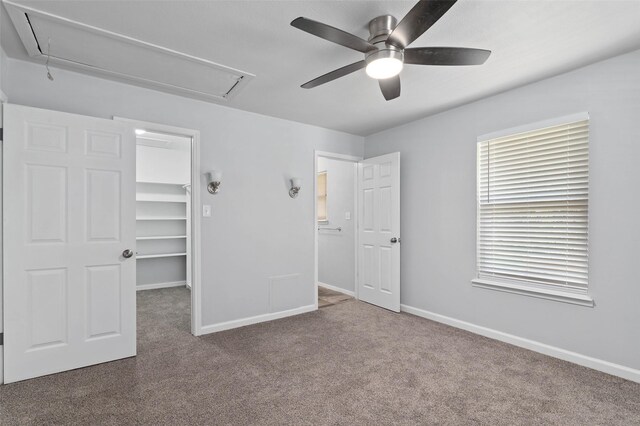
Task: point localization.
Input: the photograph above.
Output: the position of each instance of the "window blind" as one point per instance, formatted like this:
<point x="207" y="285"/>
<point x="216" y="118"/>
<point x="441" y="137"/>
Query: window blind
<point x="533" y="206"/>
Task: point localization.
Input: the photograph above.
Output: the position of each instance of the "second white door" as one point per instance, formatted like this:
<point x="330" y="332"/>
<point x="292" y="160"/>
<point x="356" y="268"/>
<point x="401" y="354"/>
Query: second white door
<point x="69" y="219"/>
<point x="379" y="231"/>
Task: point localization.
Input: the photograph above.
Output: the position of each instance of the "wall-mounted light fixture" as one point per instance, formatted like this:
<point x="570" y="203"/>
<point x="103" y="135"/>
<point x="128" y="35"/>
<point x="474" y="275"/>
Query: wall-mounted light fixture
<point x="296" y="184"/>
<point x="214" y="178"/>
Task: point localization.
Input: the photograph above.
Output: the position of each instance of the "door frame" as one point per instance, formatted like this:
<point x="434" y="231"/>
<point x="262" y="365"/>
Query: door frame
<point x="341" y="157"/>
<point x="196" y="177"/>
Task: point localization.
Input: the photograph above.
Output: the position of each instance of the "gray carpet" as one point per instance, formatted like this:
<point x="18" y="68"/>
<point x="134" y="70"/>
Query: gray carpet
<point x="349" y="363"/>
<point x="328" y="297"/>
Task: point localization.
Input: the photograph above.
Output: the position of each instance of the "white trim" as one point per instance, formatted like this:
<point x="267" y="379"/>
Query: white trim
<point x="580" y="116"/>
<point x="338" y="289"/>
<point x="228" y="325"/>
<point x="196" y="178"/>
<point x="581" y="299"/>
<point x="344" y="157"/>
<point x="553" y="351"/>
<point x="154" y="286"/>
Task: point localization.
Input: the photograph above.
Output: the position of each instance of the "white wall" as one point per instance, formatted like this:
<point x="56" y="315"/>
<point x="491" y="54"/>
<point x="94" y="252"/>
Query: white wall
* * *
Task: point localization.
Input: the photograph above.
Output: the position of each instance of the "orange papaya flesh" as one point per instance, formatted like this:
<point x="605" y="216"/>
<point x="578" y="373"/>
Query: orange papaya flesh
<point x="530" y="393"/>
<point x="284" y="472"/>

Work task: Reproduce verbatim only the segment of the listing bounded by the line containing "Query: white trim" and the line containing "Query: white wall", with both boundary lines included.

Answer for this exercise:
Query: white trim
<point x="580" y="116"/>
<point x="338" y="289"/>
<point x="228" y="325"/>
<point x="196" y="178"/>
<point x="581" y="299"/>
<point x="344" y="157"/>
<point x="553" y="351"/>
<point x="154" y="286"/>
Task: point localization.
Input: the photograph above.
Output: the position of each instance of the "white wall" as one point per instance, formatted like this:
<point x="56" y="315"/>
<point x="491" y="54"/>
<point x="94" y="252"/>
Query: white wall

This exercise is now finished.